— BEGIN —
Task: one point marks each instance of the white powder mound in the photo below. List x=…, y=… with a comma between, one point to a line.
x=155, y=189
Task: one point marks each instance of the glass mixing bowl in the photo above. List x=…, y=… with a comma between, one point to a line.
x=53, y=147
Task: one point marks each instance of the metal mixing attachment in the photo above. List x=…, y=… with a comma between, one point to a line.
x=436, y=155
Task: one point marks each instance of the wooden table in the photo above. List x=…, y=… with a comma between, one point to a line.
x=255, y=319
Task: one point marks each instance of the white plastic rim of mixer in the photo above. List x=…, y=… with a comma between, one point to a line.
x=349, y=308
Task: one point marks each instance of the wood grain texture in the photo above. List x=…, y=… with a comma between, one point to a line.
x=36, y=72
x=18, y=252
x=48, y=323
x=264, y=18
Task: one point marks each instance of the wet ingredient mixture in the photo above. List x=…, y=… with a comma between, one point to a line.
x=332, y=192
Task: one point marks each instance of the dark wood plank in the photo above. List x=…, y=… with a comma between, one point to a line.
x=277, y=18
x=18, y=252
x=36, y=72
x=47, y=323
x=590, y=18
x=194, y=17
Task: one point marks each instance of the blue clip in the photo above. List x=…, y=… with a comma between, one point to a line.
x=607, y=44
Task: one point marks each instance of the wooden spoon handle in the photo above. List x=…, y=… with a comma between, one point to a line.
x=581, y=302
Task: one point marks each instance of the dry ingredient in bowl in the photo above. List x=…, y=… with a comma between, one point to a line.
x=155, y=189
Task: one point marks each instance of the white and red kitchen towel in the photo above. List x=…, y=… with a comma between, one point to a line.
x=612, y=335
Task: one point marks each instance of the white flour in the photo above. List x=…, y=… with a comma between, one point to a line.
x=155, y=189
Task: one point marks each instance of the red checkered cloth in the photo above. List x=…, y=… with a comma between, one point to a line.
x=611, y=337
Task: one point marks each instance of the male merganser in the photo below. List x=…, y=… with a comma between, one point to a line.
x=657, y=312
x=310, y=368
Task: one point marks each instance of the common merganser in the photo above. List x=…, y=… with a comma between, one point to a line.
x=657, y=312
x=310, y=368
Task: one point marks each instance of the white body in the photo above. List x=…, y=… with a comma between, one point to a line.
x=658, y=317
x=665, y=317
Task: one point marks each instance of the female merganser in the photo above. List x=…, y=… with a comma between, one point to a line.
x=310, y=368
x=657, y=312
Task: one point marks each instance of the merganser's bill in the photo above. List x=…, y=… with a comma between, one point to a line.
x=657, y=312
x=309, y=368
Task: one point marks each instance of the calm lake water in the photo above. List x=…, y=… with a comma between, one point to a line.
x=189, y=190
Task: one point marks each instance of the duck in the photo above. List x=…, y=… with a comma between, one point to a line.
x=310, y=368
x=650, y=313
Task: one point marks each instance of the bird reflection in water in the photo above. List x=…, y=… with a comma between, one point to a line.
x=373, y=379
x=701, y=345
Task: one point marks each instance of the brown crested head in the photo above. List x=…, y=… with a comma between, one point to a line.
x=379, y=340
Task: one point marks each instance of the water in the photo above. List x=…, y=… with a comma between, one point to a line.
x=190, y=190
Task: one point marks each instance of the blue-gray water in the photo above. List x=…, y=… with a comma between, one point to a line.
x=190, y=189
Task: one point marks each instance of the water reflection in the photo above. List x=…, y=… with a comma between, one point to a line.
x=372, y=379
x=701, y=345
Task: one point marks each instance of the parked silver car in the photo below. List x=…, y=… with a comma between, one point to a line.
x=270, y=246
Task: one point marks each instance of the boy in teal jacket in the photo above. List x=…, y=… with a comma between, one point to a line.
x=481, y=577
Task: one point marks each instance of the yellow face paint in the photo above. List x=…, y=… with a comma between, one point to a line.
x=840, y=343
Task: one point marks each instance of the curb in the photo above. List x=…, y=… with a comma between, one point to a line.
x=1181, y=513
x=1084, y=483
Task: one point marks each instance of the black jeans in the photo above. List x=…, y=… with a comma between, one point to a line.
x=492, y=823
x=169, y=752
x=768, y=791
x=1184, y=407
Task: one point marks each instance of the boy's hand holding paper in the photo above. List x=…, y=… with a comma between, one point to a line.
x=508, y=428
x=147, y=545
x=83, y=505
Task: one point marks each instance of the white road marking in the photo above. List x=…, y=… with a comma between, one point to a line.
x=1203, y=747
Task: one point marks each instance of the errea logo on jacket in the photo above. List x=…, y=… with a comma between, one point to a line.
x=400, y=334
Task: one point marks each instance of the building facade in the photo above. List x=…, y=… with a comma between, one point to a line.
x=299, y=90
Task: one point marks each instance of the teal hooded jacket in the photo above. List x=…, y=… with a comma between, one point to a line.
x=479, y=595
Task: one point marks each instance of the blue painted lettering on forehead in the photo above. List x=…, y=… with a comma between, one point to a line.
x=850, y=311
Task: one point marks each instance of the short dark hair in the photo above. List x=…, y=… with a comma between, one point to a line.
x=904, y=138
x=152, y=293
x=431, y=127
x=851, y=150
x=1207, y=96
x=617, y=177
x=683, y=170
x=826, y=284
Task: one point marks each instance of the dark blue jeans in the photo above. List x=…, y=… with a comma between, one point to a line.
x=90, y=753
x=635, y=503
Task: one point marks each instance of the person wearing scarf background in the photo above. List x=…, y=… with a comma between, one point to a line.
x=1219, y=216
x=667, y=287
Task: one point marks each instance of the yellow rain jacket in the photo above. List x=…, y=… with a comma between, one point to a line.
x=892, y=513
— END —
▶ [Task] Convert the records above into a JSON list of strings, one string per line, leaving out blank lines.

▶ [Finished answer]
[
  "Task: one point marks each instance of the white powder mound in the photo below. List x=…, y=… with a comma between, one point to a line.",
  "x=155, y=189",
  "Task: one point marks each instance of the glass mixing bowl in the photo above. List x=…, y=… with a comma between, one point to a line.",
  "x=53, y=147",
  "Task: one point marks each instance of the metal mixing attachment in the photo above. List x=…, y=… with a comma between, one point to a line.",
  "x=436, y=155",
  "Task: one point marks each instance of the wooden table in the photo above. List x=…, y=… with a comma between, one point to a line.",
  "x=255, y=319",
  "Task: one point marks each instance of the white plastic rim of mixer in the photo above. List x=…, y=… with a comma between, one point to a line.",
  "x=349, y=308",
  "Task: one point marks each instance of the wood grain texture in the photo above. List x=…, y=… with a comma between, one point to a line.",
  "x=36, y=72",
  "x=18, y=252",
  "x=48, y=323",
  "x=264, y=18",
  "Task: one point marks each instance of the wet ingredient mixture in the photo above. List x=…, y=… with a comma between, one point to a line.",
  "x=332, y=192",
  "Task: one point marks each instance of the dark wood plank in the photo above. List x=…, y=… with a comma between, one point to a line.",
  "x=277, y=18",
  "x=18, y=252",
  "x=36, y=72",
  "x=47, y=323",
  "x=590, y=18",
  "x=194, y=17",
  "Task: one point marks each instance of the blue clip in the photo above. List x=…, y=… with a comma between, one point to a line.",
  "x=607, y=44",
  "Task: one point marks each instance of the wooden spoon handle in the photo above. List x=…, y=… with a comma between, one point to a line.",
  "x=581, y=302",
  "Task: one point marks each instance of the dry ingredient in bowl in the photo above. List x=…, y=… with a comma between, one point to a line.",
  "x=155, y=189",
  "Task: one point marks each instance of the white and red kitchen towel in the photo above. List x=…, y=… with a comma between, one point to a line.",
  "x=612, y=335",
  "Task: one point marks each instance of the white flour in the photo above. List x=…, y=… with a comma between, one point to a line.",
  "x=155, y=189",
  "Task: one point marks each instance of the red checkered cloth in the photo above. List x=…, y=… with a comma between, one point to a line.",
  "x=611, y=337",
  "Task: one point marks each instance of the male merganser in the photo below. List x=…, y=… with a comma between, one point to a line.",
  "x=657, y=312",
  "x=310, y=368",
  "Task: one point marks each instance of the common merganser in the photo above. List x=…, y=… with a comma between, one point to a line.",
  "x=657, y=312",
  "x=310, y=368",
  "Task: one point marks each instance of the white body in the photo above. List x=…, y=… with a comma between, one point to a line.",
  "x=658, y=317",
  "x=665, y=317",
  "Task: one point marks each instance of the female merganser in the photo above. List x=…, y=… with a comma between, one point to a line.",
  "x=310, y=368",
  "x=657, y=312",
  "Task: one point marks each instance of the merganser's bill in the photo above. List x=…, y=… with a comma between, one point to a line.",
  "x=657, y=312",
  "x=309, y=368",
  "Task: one point marks each instance of the calm lake water in the photo above. List x=…, y=… with a comma between, one point to a line.",
  "x=189, y=190",
  "Task: one point marks each instance of the duck in the photo above. List x=…, y=… with a comma between, one point to a line.",
  "x=310, y=368",
  "x=650, y=313",
  "Task: one point marks each instance of the bird reflection in water in the photo above. List x=…, y=… with a comma between, one point to a line.",
  "x=373, y=379",
  "x=701, y=345",
  "Task: one point marks each instance of the brown crested head in the photo above. List x=…, y=… with a comma between, one point to a line.",
  "x=379, y=340",
  "Task: one point marks each instance of the water in the photo above. List x=…, y=… with a comma between, one point to a line.",
  "x=190, y=190",
  "Task: one point marks each instance of the blue-gray water in the photo above. List x=…, y=… with a comma between, one point to a line.",
  "x=190, y=189",
  "Task: one point marks each instance of the water reflection in the photo above. List x=…, y=… with a comma between, one point to a line.",
  "x=372, y=379",
  "x=701, y=345",
  "Task: one point marks each instance of the parked silver car in the photo below. List x=…, y=… with a comma between, one point to a line.",
  "x=270, y=246",
  "Task: one point marks each instance of the boy in teal jacket in the photo above. List x=…, y=… with a comma between, one point to a line.",
  "x=481, y=577",
  "Task: one point marks each instance of the yellow face paint in the photo above. List x=…, y=… with a comma between, one point to a line.",
  "x=840, y=343",
  "Task: one point marks each instance of the curb in the photo above. List x=…, y=… with a comma between, one point to a line.",
  "x=1181, y=513",
  "x=1084, y=483",
  "Task: one point marks each instance of the black jeans in the photo above. List x=…, y=… with a comma between, one point to a line.",
  "x=492, y=823",
  "x=169, y=752",
  "x=768, y=791",
  "x=1184, y=407",
  "Task: one point marks each instance of the boy's hand holding paper in the photo above. List x=…, y=… with a comma between, one point to a line.",
  "x=508, y=428",
  "x=147, y=545",
  "x=83, y=505",
  "Task: one point marks each instance of the white road marking in the photo above. List x=…, y=… with a comma between, one point to a line.",
  "x=1203, y=747",
  "Task: one point marks each instance of the errea logo on jacket in the photo above. List x=…, y=… with a comma between, one point to a line.",
  "x=400, y=334",
  "Task: one point marks each instance of the building facade in the photo above. List x=…, y=… with a comma between, one point to a line.",
  "x=299, y=90",
  "Task: one point marks each instance of the teal hooded jacket in the photo above. List x=…, y=… with a comma between, one point to a line.",
  "x=479, y=595",
  "Task: one point marks each instance of the blue painted lettering on forehead in the photo above. List x=…, y=… with a comma between, one point to a line.",
  "x=850, y=311",
  "Task: one point marks each instance of the short dark hair in the photo above. List x=…, y=… with a comma between, one point to a line.",
  "x=904, y=138",
  "x=152, y=293",
  "x=431, y=127",
  "x=851, y=150",
  "x=1207, y=96",
  "x=617, y=177",
  "x=683, y=170",
  "x=826, y=284",
  "Task: one point marks each instance of the dark blue jeans in the photo above. List x=…, y=… with a comma between, one point to a line.",
  "x=90, y=753",
  "x=635, y=503",
  "Task: one point marks each instance of the person wearing scarf background in the photo above. List x=…, y=… with a comma between, one point to a line.",
  "x=1219, y=216",
  "x=667, y=287",
  "Task: one point marks each instance of the yellow rain jacket in the photo above. List x=…, y=… with a comma between, one point to a line.",
  "x=892, y=513"
]